Segment Open

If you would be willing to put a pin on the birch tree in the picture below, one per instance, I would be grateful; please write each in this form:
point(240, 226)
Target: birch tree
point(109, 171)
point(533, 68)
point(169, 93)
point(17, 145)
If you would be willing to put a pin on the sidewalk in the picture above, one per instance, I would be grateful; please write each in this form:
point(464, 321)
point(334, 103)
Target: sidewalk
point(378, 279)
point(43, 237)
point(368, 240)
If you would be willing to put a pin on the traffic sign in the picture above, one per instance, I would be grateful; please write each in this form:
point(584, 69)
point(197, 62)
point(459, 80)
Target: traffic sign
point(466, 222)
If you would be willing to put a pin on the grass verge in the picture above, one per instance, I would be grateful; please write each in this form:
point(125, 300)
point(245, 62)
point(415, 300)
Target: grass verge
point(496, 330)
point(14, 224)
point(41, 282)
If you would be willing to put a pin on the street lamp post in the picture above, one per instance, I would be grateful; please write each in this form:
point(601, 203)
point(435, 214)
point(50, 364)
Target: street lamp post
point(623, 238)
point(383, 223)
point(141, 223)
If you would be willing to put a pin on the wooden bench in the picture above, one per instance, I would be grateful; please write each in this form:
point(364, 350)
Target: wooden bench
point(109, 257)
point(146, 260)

Segment Closed

Directions: Each record above should be returned exactly as it appears.

Result for this exercise:
If you would be willing to put a pin on the birch tree in the picture below, one per instance, I would be grateful; please write each in this form:
point(240, 226)
Target: birch tree
point(109, 171)
point(533, 68)
point(169, 93)
point(17, 145)
If you would be willing to put a pin on the sidewalk in the picture above, one per instance, I would be grateful; please write each in this form:
point(464, 321)
point(334, 103)
Target: sidewalk
point(378, 279)
point(43, 237)
point(368, 240)
If you would be willing to put a pin on the traffic sign in the picture above, one per instance, I would be grateful; please write each in this form:
point(584, 69)
point(197, 62)
point(459, 80)
Target: traffic sign
point(466, 222)
If you would be willing to put a pin on the grass verge in the picture above, one per instance, I would be grateful; please write each in this form:
point(125, 300)
point(245, 62)
point(415, 300)
Target: grass verge
point(496, 330)
point(14, 224)
point(41, 282)
If you would be willing to put a pin on the street lamp post in the picture above, one per instance, I would be grateful; please write each in this form:
point(601, 203)
point(435, 214)
point(50, 364)
Target: street lamp post
point(623, 238)
point(383, 223)
point(141, 223)
If you would be willing to put a pin on the wooden bench in the picture above, one per instance, I would be grateful; please write each in this form:
point(364, 350)
Target: wooden bench
point(109, 257)
point(146, 260)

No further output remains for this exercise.